Tilburg Law and Economics Center

The Remedies in Intellectual Property Law: Do We Need Common European Principles?

Date: Time: 09:00 Location: Vienna

European Law Institute (ELI) Annual Conference and Meeting 2019

Intellectual Property Law Special Interest Group’s panel on

The Remedies in Intellectual Property Law: Do We Need Common European Principles?

Agenda

Presentation
Remedies, such as injunctions, damages, or claims for information, are increasingly of relevance in the policy debates in the intellectual property law. Intellectual property rights are believed to incentivize creation and dissemination of new technical solutions and help to disclose their working to the public in exchange for limited exclusivity. Many books and articles have been written about different aspects of the intellectual property system. Surprisingly, however, despite its high practical relevance, the issue of drafting, granting and enforcing remedies remains less clear in the comparative legal literature. This is in stark contrast with their policy relevance. Remedies are increasingly becoming important policy levers when adjusting the intellectual property system to quickly changing industries and business practices.
This Intellectual Property Law Special Interest Group’s (IP Law SIG) meeting aims at giving IP Law SIG a visibility in the IP academia, by involving leading experts and judges, thereby attracting publicity and new members; starting a tradition of in-depth scholarly exchange at the IP SIG events; and, potentially, launching a pan-European project on the remedies in the European intellectual property law, as a flagship initiative for the coming years.

Inspired by a project initiated in 2017 by Martin Husovec and Jorge Contreras, this event follows up on a workshop organised at Tilburg University, which took place in June 2018. The workshop – entitled Mapping Flexibilities for Injunctive Relief in Patent Law: What Can the Member States of the European Union and the United States Learn From Each Other? – aimed at creating a platform for a structured discussion about the flexibility and tailoring of injunctive relief in patent law. Given the success of the workshop, the participants decided to commit their time to a book project (likely forthcoming with the Cambridge University Press) which should further deepen the discussion. At the Vienna event, some of the authors would present the preliminary findings. This debate will be at the same time used as a starting point for a broader debate about remedies in European IP law in order to answer the question whether a common set of principles would be a way forward for the European harmonization.

---

Given instruction 1:
From the panel description, extract the part between "Presentation" and "and business practices.", inclusive.
Given instruction 2:
According to the panel description, who started the project that inspired this event, and in what year?
You won't need the data that comes next.

Data excerpt:
---

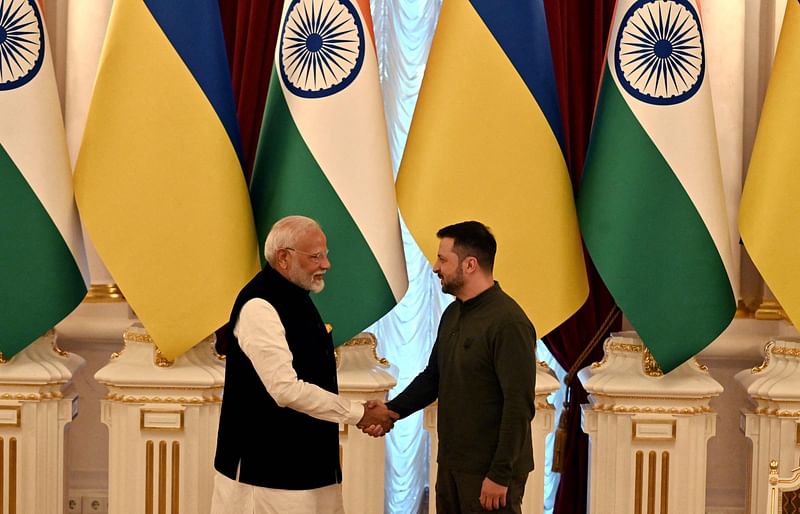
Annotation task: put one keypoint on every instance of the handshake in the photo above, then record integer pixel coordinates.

---

Written solution 1:
Presentation
Remedies, such as injunctions, damages, or claims for information, are increasingly of relevance in the policy debates in the intellectual property law. Intellectual property rights are believed to incentivize creation and dissemination of new technical solutions and help to disclose their working to the public in exchange for limited exclusivity. Many books and articles have been written about different aspects of the intellectual property system. Surprisingly, however, despite its high practical relevance, the issue of drafting, granting and enforcing remedies remains less clear in the comparative legal literature. This is in stark contrast with their policy relevance. Remedies are increasingly becoming important policy levers when adjusting the intellectual property system to quickly changing industries and business practices.

Written solution 2:
Martin Husovec and Jorge Contreras started it in 2017.